─── GIVEN INFORMATION

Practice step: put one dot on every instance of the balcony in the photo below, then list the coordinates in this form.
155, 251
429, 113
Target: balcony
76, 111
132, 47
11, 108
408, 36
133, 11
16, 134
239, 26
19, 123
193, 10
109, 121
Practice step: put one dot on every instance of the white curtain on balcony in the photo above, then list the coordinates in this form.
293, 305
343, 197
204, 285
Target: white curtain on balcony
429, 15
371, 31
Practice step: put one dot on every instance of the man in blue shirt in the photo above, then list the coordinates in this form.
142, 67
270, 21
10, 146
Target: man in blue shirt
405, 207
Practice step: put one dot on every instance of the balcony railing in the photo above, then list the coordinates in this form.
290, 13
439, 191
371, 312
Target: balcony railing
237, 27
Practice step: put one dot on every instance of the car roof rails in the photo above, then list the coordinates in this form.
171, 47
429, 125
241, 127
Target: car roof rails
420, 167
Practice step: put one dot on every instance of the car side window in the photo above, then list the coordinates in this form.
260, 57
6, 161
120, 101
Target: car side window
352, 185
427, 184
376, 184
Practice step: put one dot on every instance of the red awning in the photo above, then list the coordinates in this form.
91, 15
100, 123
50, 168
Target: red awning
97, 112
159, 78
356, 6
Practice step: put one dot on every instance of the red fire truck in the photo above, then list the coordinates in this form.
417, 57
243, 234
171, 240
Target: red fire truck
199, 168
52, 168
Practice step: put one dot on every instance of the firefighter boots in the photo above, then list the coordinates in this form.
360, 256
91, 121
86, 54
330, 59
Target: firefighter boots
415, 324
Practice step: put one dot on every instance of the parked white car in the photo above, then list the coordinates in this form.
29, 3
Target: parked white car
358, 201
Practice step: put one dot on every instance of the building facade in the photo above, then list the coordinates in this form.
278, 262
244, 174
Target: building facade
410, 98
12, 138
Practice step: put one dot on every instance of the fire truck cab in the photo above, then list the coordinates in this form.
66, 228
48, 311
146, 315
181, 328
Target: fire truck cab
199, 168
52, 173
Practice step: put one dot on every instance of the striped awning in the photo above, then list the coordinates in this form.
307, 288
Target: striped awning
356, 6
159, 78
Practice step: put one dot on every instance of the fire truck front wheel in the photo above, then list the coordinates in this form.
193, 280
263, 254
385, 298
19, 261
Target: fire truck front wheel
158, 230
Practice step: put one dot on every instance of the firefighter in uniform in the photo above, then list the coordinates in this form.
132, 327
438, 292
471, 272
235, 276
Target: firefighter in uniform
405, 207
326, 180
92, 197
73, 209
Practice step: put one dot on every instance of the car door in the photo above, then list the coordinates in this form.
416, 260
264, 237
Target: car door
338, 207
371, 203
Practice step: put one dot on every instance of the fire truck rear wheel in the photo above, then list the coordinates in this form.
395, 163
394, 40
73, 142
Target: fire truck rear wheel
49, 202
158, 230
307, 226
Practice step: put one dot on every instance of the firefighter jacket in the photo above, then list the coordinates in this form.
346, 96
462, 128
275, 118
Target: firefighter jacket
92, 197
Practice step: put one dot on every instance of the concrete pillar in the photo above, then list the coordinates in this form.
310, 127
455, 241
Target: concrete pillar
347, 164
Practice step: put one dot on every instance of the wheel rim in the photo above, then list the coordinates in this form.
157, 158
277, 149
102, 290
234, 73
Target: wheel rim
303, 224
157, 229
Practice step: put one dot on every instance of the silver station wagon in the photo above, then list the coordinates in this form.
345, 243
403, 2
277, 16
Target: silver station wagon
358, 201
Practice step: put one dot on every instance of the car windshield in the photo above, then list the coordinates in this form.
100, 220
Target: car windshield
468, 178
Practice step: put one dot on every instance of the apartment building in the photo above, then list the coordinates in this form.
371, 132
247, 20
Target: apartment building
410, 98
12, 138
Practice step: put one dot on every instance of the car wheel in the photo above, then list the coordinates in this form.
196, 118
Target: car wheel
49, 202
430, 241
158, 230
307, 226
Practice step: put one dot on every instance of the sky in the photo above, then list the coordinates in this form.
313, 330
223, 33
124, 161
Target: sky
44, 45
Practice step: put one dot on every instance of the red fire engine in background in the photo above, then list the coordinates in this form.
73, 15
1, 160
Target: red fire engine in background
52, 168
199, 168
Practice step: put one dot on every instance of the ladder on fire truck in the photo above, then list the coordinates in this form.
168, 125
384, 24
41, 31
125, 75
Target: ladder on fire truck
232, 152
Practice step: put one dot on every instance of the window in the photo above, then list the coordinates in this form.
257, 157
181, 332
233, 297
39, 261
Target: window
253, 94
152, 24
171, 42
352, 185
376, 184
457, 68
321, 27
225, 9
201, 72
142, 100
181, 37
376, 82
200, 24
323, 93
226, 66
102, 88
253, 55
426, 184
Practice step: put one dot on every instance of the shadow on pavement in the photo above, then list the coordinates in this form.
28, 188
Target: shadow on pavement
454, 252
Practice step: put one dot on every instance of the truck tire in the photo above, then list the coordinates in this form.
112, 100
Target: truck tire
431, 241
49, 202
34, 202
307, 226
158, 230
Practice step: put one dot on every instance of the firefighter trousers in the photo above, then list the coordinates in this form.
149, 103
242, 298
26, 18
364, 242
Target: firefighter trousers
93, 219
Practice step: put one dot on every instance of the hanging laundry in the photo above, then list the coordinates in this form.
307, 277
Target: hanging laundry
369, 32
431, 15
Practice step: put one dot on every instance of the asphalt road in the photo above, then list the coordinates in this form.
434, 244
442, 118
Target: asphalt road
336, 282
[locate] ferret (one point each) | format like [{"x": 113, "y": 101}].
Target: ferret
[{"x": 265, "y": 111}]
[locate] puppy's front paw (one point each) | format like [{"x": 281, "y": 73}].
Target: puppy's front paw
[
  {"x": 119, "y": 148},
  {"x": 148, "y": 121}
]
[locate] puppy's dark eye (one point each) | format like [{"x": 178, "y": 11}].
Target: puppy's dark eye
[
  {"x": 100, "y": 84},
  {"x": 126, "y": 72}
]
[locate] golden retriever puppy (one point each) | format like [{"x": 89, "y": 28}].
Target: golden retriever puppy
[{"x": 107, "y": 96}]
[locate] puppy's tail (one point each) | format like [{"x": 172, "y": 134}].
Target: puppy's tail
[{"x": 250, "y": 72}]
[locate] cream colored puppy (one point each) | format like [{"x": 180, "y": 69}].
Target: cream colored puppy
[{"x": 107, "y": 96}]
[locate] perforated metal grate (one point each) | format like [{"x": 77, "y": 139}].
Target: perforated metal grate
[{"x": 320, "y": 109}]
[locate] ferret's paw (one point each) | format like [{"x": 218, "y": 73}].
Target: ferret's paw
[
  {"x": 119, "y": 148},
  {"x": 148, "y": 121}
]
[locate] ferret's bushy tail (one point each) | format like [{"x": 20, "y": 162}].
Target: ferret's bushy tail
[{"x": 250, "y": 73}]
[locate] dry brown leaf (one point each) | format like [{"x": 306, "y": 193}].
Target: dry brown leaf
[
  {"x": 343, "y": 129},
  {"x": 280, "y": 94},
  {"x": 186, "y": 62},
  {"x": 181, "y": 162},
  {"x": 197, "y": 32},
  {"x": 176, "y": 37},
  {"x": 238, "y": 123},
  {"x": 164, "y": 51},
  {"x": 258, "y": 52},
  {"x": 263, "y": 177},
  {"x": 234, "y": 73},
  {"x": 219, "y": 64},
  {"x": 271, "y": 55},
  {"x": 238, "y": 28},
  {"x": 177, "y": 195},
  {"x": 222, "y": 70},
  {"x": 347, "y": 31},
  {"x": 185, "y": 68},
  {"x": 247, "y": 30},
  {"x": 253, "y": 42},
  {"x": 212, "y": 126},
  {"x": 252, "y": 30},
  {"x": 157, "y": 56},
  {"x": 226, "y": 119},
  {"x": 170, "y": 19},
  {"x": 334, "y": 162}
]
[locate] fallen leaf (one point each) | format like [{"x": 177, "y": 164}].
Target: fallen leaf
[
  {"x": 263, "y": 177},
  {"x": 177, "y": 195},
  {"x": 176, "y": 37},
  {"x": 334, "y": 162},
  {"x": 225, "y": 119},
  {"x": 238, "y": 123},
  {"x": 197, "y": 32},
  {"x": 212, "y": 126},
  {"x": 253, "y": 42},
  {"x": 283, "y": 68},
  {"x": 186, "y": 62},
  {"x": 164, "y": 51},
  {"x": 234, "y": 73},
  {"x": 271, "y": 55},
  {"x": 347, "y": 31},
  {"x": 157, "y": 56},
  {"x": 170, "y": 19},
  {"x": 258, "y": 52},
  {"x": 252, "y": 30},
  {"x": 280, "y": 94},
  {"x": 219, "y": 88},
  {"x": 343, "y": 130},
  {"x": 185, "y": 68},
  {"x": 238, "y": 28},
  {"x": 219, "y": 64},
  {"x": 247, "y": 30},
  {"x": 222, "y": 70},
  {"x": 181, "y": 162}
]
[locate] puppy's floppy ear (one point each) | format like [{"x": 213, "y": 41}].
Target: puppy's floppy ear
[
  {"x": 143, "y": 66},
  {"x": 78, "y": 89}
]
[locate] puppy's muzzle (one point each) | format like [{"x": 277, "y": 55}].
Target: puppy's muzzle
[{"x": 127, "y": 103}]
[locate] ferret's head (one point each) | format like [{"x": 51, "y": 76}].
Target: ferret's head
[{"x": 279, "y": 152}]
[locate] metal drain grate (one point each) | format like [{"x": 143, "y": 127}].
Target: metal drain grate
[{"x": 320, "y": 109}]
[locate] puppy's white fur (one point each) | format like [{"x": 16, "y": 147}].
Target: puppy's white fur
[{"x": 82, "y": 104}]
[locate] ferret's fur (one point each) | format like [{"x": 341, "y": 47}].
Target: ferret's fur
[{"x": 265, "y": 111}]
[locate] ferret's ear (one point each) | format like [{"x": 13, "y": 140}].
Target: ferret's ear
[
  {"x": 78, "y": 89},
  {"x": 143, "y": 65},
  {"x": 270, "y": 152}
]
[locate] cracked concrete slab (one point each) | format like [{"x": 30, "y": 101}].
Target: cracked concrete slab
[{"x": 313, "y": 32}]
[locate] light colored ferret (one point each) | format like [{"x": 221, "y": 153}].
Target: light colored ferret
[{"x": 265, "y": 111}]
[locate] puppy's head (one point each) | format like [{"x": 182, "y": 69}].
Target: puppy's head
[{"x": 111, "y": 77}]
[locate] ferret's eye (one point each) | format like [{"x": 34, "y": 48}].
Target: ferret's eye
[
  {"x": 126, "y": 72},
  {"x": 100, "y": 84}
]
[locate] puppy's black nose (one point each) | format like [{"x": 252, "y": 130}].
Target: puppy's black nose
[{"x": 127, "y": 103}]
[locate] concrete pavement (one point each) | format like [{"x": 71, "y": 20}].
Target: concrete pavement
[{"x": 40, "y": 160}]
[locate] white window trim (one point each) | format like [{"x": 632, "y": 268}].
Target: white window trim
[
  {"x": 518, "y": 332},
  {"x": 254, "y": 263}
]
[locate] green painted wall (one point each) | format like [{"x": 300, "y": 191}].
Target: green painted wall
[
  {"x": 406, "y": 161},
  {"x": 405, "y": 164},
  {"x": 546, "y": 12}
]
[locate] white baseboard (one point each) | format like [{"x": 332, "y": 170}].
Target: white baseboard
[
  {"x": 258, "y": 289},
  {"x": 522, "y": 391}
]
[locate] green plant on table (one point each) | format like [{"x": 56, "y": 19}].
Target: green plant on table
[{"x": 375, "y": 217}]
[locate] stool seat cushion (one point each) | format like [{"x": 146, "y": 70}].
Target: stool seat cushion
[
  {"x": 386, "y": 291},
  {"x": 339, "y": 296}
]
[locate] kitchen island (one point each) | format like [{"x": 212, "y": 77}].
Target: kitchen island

──────

REQUIREMENT:
Across the material, how many lines contain the word "kitchen"? Only the number is wanted.

ANSWER FOR THE TASK:
2